TASK BRIEF
Return every line below that contains the word "small".

DATA FOR THIS TASK

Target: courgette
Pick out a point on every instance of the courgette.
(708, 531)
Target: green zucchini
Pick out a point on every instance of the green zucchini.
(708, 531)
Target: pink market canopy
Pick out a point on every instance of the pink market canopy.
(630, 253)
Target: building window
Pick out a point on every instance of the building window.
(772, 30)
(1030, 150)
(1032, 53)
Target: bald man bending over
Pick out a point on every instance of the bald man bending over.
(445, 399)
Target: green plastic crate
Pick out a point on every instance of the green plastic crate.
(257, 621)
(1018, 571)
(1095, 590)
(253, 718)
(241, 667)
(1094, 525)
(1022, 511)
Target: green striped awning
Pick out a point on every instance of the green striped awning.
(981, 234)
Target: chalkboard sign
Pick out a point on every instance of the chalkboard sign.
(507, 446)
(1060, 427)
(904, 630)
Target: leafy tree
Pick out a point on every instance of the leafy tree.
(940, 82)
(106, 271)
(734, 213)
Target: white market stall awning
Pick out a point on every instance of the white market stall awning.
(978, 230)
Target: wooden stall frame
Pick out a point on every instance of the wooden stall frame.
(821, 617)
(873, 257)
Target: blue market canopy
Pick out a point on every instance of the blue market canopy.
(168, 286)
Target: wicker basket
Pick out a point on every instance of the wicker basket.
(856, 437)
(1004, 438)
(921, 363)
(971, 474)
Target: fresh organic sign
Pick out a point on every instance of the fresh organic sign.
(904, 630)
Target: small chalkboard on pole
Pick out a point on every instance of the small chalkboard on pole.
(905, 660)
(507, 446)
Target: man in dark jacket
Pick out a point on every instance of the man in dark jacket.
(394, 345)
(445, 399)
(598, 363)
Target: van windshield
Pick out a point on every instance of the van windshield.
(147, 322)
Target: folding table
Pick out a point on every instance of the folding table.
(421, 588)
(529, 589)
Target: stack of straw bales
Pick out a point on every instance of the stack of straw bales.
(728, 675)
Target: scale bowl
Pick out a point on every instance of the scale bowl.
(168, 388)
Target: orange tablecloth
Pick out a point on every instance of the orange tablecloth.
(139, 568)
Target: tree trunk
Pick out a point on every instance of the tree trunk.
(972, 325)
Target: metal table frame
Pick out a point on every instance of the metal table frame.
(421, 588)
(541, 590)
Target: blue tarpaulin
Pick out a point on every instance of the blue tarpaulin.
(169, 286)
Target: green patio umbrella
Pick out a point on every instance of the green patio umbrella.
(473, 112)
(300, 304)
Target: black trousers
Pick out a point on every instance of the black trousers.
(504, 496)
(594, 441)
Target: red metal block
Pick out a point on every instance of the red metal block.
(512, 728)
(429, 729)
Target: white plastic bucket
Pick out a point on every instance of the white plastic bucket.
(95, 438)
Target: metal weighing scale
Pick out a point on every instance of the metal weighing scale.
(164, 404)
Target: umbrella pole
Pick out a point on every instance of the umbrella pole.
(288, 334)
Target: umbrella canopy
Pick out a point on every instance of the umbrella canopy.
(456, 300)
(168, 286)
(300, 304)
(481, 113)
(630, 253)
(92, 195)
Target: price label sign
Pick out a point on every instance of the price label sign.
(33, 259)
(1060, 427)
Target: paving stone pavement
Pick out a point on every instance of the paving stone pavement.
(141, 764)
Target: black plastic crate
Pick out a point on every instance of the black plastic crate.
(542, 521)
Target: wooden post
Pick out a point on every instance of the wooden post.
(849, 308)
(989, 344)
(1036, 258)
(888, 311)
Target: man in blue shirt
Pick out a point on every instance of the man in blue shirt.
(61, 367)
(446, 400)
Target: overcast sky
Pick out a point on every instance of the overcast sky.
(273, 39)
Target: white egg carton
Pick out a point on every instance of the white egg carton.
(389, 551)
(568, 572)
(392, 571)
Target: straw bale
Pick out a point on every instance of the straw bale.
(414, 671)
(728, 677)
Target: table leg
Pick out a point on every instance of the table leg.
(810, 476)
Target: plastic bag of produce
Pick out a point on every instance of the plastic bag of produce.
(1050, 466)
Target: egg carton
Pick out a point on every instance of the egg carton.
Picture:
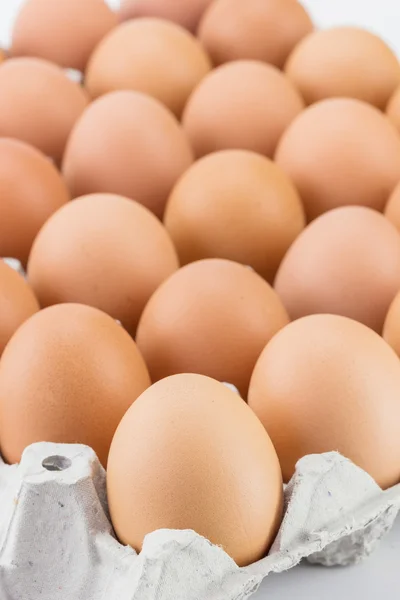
(57, 541)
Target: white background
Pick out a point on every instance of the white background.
(379, 576)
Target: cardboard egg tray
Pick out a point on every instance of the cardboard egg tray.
(57, 541)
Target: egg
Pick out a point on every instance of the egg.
(392, 208)
(344, 62)
(127, 143)
(31, 189)
(64, 32)
(346, 262)
(105, 251)
(17, 302)
(391, 328)
(238, 205)
(39, 104)
(393, 108)
(151, 56)
(187, 13)
(68, 375)
(264, 30)
(328, 383)
(341, 152)
(190, 454)
(225, 111)
(212, 317)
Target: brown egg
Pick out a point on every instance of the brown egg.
(211, 317)
(393, 109)
(347, 262)
(39, 104)
(344, 62)
(238, 205)
(105, 251)
(266, 30)
(151, 56)
(392, 208)
(190, 454)
(31, 189)
(391, 328)
(67, 376)
(187, 13)
(328, 383)
(17, 302)
(341, 152)
(127, 143)
(64, 32)
(241, 105)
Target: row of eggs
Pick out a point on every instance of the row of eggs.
(166, 136)
(187, 452)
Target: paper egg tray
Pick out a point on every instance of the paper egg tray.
(57, 542)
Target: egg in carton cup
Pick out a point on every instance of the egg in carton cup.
(57, 541)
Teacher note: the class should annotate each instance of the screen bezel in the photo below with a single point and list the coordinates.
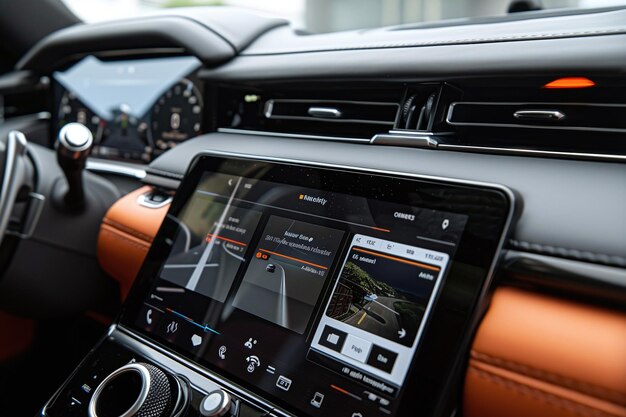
(458, 302)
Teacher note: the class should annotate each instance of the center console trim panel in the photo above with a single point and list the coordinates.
(481, 303)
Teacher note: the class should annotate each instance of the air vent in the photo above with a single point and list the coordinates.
(559, 116)
(520, 116)
(418, 111)
(338, 111)
(322, 113)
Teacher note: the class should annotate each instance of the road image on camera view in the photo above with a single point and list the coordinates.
(287, 273)
(209, 247)
(382, 294)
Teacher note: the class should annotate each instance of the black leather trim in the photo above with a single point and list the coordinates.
(593, 23)
(588, 55)
(568, 253)
(572, 209)
(213, 34)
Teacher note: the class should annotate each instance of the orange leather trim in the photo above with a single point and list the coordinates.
(16, 335)
(125, 236)
(536, 355)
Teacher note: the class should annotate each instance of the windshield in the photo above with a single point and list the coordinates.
(336, 15)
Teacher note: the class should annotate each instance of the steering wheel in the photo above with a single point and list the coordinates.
(13, 171)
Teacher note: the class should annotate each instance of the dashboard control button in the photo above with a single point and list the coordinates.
(356, 348)
(317, 400)
(216, 404)
(382, 359)
(332, 338)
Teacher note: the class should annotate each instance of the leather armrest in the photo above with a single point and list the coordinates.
(540, 356)
(125, 236)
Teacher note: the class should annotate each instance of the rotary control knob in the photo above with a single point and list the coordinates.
(216, 404)
(138, 390)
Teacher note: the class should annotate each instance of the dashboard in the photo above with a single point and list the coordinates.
(135, 109)
(330, 208)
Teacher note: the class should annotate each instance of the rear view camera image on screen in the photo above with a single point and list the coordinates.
(375, 295)
(288, 271)
(206, 260)
(375, 313)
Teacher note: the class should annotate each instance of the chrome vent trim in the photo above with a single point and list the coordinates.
(327, 110)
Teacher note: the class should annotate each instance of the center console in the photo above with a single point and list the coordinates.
(279, 287)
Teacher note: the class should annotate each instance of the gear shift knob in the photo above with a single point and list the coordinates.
(73, 146)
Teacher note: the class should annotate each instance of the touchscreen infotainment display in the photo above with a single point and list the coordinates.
(325, 290)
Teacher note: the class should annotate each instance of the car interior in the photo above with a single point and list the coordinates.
(208, 211)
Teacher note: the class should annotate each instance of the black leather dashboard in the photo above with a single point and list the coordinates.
(572, 209)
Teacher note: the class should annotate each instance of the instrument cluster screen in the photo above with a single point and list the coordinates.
(313, 287)
(135, 109)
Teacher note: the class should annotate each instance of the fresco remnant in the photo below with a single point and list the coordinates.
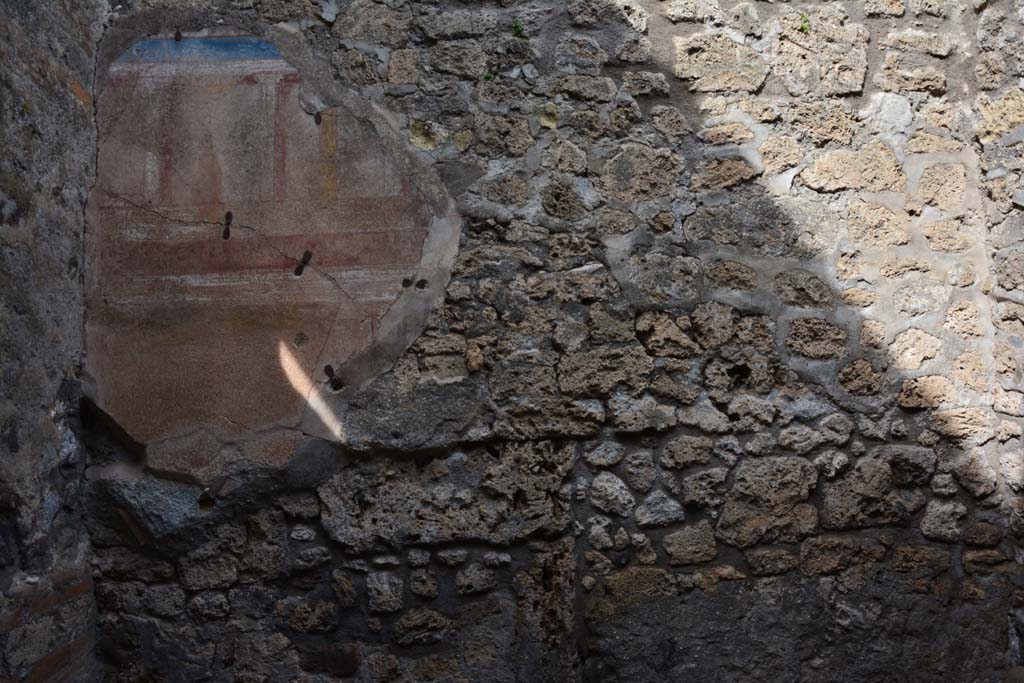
(229, 226)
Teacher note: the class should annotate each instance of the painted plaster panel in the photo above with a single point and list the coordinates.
(238, 245)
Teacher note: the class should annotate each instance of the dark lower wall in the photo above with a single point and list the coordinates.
(726, 384)
(47, 152)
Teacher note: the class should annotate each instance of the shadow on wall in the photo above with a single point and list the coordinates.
(765, 340)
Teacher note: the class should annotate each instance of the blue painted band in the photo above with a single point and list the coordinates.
(225, 48)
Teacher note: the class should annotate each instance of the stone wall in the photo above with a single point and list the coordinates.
(725, 384)
(47, 148)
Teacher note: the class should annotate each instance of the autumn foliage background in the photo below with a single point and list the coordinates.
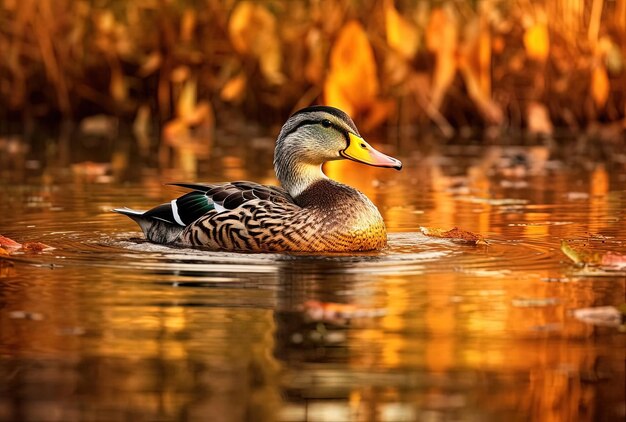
(170, 68)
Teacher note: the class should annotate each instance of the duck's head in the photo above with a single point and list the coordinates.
(317, 134)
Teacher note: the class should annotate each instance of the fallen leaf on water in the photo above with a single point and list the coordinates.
(8, 244)
(613, 259)
(337, 312)
(581, 256)
(35, 247)
(608, 316)
(456, 235)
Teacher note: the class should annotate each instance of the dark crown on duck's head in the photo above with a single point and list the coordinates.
(315, 135)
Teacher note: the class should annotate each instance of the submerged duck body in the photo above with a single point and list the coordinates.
(307, 213)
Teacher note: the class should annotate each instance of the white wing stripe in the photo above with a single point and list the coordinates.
(175, 213)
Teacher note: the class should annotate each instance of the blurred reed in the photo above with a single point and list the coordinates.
(448, 65)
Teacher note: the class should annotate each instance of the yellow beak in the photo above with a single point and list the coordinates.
(361, 151)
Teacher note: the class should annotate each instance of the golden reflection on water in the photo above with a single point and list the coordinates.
(479, 335)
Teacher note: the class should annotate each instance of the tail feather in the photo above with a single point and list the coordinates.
(155, 229)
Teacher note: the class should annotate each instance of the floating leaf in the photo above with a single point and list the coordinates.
(35, 247)
(455, 234)
(538, 118)
(582, 256)
(337, 312)
(608, 316)
(613, 259)
(9, 244)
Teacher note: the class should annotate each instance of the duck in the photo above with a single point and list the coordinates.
(308, 212)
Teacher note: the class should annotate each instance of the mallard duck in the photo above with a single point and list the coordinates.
(308, 212)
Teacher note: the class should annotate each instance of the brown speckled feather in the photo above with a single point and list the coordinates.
(308, 212)
(328, 216)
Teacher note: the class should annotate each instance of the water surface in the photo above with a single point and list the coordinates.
(109, 327)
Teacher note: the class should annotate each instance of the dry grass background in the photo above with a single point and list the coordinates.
(448, 65)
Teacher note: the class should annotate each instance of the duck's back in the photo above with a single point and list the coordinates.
(327, 216)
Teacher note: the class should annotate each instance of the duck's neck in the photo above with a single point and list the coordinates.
(296, 177)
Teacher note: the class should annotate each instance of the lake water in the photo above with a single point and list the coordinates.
(108, 327)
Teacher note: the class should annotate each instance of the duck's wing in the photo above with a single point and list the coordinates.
(219, 197)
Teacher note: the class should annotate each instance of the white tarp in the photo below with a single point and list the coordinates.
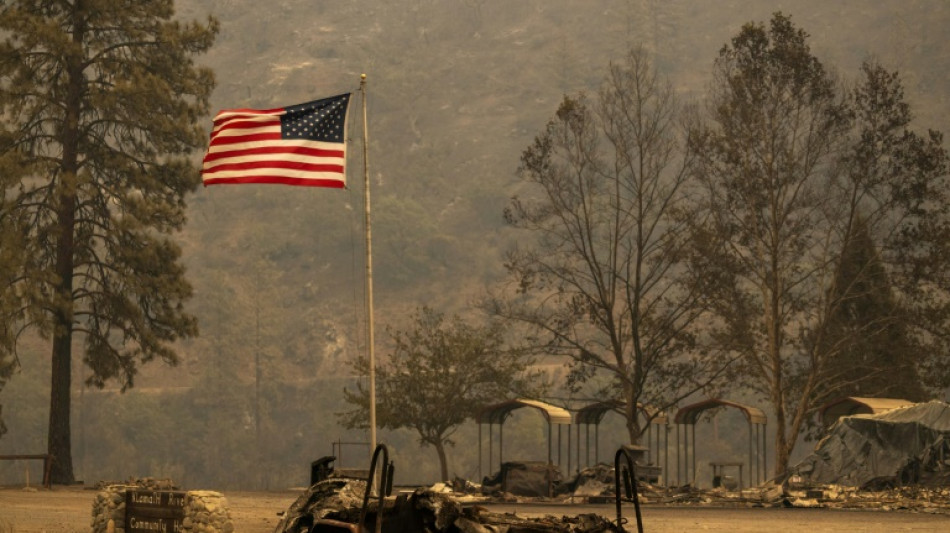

RESPONSE BELOW
Target: small chalkboard on pole
Pick out a point on every instance of the small chalkboard on pole.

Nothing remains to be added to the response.